▸ Activity: Copy the entries exactly. Leave out any pictures.

▸ Provided records:
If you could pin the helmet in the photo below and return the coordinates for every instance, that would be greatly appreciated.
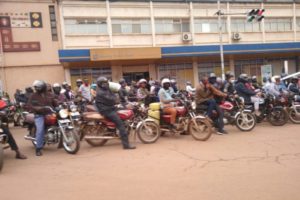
(243, 78)
(212, 75)
(142, 81)
(164, 81)
(101, 80)
(122, 80)
(40, 86)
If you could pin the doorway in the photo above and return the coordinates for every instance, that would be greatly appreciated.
(135, 76)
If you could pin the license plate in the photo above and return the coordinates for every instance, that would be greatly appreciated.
(63, 121)
(75, 114)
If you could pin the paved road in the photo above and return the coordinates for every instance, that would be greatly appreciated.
(263, 164)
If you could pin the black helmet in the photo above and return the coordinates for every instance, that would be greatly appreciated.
(101, 80)
(40, 86)
(122, 80)
(243, 78)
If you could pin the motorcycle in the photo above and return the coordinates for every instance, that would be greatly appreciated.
(58, 130)
(272, 109)
(235, 113)
(186, 120)
(97, 130)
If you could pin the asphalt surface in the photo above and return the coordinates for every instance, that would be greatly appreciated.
(262, 164)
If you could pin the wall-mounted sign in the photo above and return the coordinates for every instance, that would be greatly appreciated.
(125, 53)
(13, 20)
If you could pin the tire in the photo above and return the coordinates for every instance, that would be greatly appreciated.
(245, 121)
(1, 157)
(293, 117)
(149, 132)
(73, 140)
(278, 117)
(198, 133)
(95, 131)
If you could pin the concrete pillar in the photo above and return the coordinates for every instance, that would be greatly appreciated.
(116, 73)
(153, 72)
(195, 71)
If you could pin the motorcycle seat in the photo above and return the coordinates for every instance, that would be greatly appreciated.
(93, 116)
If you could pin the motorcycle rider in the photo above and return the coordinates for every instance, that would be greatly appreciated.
(60, 97)
(11, 141)
(37, 103)
(293, 86)
(249, 95)
(205, 94)
(167, 101)
(105, 102)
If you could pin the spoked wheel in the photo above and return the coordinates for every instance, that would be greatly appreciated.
(294, 117)
(148, 132)
(71, 142)
(278, 117)
(245, 121)
(1, 157)
(200, 129)
(95, 131)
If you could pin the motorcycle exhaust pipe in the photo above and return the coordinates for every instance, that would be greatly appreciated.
(27, 137)
(99, 137)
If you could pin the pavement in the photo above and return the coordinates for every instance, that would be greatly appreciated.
(260, 165)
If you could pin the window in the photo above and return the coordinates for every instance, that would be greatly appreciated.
(298, 23)
(127, 26)
(205, 68)
(172, 25)
(90, 73)
(85, 26)
(278, 24)
(209, 26)
(241, 25)
(53, 23)
(181, 72)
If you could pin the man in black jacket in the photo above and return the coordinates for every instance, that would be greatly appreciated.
(105, 102)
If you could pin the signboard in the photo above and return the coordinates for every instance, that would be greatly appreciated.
(125, 53)
(266, 72)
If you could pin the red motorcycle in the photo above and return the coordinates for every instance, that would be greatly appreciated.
(97, 130)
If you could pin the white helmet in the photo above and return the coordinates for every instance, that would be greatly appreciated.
(165, 80)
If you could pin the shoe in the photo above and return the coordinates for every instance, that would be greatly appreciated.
(38, 152)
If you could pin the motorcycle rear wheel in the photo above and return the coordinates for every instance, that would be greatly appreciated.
(1, 157)
(148, 133)
(94, 131)
(72, 139)
(293, 117)
(278, 117)
(245, 121)
(202, 130)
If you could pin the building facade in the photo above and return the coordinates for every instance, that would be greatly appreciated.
(30, 40)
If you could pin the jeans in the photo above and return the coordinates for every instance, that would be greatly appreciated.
(39, 121)
(11, 141)
(114, 117)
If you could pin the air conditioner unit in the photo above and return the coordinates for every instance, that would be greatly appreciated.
(236, 36)
(186, 37)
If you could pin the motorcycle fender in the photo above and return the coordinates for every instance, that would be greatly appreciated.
(146, 120)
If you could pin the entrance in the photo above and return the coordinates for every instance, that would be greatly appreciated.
(135, 76)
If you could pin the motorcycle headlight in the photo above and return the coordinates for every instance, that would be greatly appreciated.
(63, 113)
(73, 108)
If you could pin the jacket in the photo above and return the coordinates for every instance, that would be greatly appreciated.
(244, 92)
(206, 93)
(105, 100)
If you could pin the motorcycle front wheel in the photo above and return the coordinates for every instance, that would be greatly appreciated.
(293, 115)
(1, 157)
(245, 121)
(148, 132)
(278, 117)
(71, 142)
(200, 130)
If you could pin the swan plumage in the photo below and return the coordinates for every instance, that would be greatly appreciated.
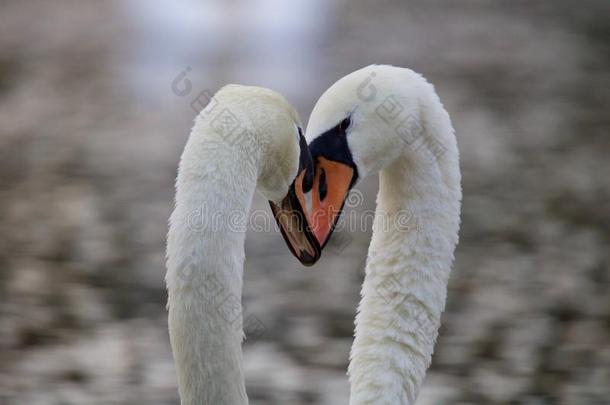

▸ Expected answer:
If you could pin the helmet in the photo below and return the coordinates for every instance, that would be greatly appreciated.
(243, 78)
(212, 75)
(142, 81)
(164, 81)
(101, 80)
(122, 80)
(40, 86)
If you could pin the doorway in the photo above and return the coordinates for every instance, that would be greatly appreciated.
(135, 76)
If you could pin the license plate in the photo above and return the coordinates for every instance, that would be greatly appreciated.
(63, 121)
(75, 114)
If you could pin the paved road in the photo above and return the coordinates for every instance, that would be greatly appreciated.
(263, 164)
If you could pin the black helmet in the photo above and return the coordinates for every instance, that would be greatly appreciated.
(101, 80)
(40, 86)
(122, 80)
(243, 78)
If you could pin the motorcycle in the photo above and return the coordinates for every instance, that would be greatly appreciated.
(58, 130)
(272, 109)
(235, 113)
(186, 120)
(97, 130)
If you could pin the asphalt surface in the photo above and return the coordinates for every instance, that would be greatly appreciated.
(262, 164)
If you could pin the wall-mounted sign in the photo above and return the coordinates for every instance, that would be greatly appreciated.
(125, 53)
(13, 20)
If you could pin the tire in the photo above and return the coordinates for every instance, that would be greatly appreciated.
(245, 121)
(1, 157)
(293, 117)
(149, 132)
(73, 140)
(278, 117)
(198, 133)
(95, 131)
If you could pin the concrete pillar in the photo above and return the coordinates for every instance, that would be greatly appreciated.
(116, 73)
(153, 72)
(195, 71)
If you could pin the motorcycle seat in the photo above and return the coordinates for every instance, that would be greatly appreciated.
(93, 116)
If you could pin the motorcycle rider in the photo above and return the coordinates for every instance, that would be greatly appreciated.
(60, 97)
(11, 141)
(37, 103)
(293, 86)
(249, 95)
(205, 94)
(167, 101)
(105, 102)
If you could pin the spoked wheel in the photo above and return the coordinates for every instance, that would be greatly appreciated.
(294, 117)
(148, 132)
(71, 142)
(278, 117)
(245, 121)
(1, 157)
(200, 129)
(95, 131)
If you could pin the motorcycle exhaust pipe in the photo above and return the coordinates for every instance, that would be greatly appreciated.
(27, 137)
(99, 137)
If you could pin the pavement in the photo above and return the coordinates for every instance, that would be greatly appreciated.
(260, 165)
If you could pin the window in the photo above and return the coordinates for every instance, that would be greatly appreciated.
(298, 23)
(127, 26)
(205, 68)
(172, 25)
(90, 73)
(85, 26)
(278, 24)
(209, 26)
(241, 25)
(53, 23)
(181, 72)
If you could pin the man in black jacket in the photo above and return the coordinates for every instance, that would be greatly appreciated.
(105, 102)
If you could pin the signboard in the photo above and return the coordinates for every instance, that would be greatly appreciated.
(125, 53)
(266, 72)
If you could pin the red motorcycle in the photo above and return the coordinates for every instance, that would be greatly appreciated.
(97, 130)
If you could pin the white helmet in the photo above and return the coordinates for every instance, that would be greatly appreciated.
(165, 80)
If you could pin the shoe in the photo above and return the coordinates for every instance, that would be greatly appreciated.
(38, 152)
If you could pin the motorcycle rear wheel in the photo above and return the coordinates for every instance, that would be greatly appreciated.
(1, 157)
(148, 133)
(94, 131)
(72, 139)
(293, 117)
(278, 117)
(245, 121)
(202, 130)
If you could pin the building facade in the photo above and return the coordinates for every instance, that would be greatly appreciated.
(30, 40)
If you could pin the jeans in the photo above and return the coordinates for every instance, that would be greatly appreciated.
(39, 121)
(11, 141)
(114, 117)
If you could pin the air conditioner unit in the photo above and return the coordinates for every instance, that would be greatly appreciated.
(236, 36)
(186, 37)
If you could pin the motorcycle fender in the photo above and return the coordinates for every instance, that would be greatly appreciated.
(146, 120)
If you could pin the entrance in the photo above and return the coordinates for every instance, that would be greatly appreciated.
(135, 76)
If you could pin the motorcycle headlight in the photo above and return the coordinates for every instance, that would be greatly appreciated.
(63, 113)
(73, 108)
If you could pin the jacket in the photo above and return the coordinates for every instance, that would be greatly appreciated.
(244, 92)
(206, 93)
(105, 100)
If you could pin the motorcycle front wheel in the photo above and return the coordinates for every instance, that would be greatly appreciated.
(293, 115)
(1, 157)
(245, 121)
(148, 132)
(278, 117)
(71, 142)
(200, 130)
If you could pin the swan plumage in the photo below and return the coordinates for every instance, that would be greatly appreciated.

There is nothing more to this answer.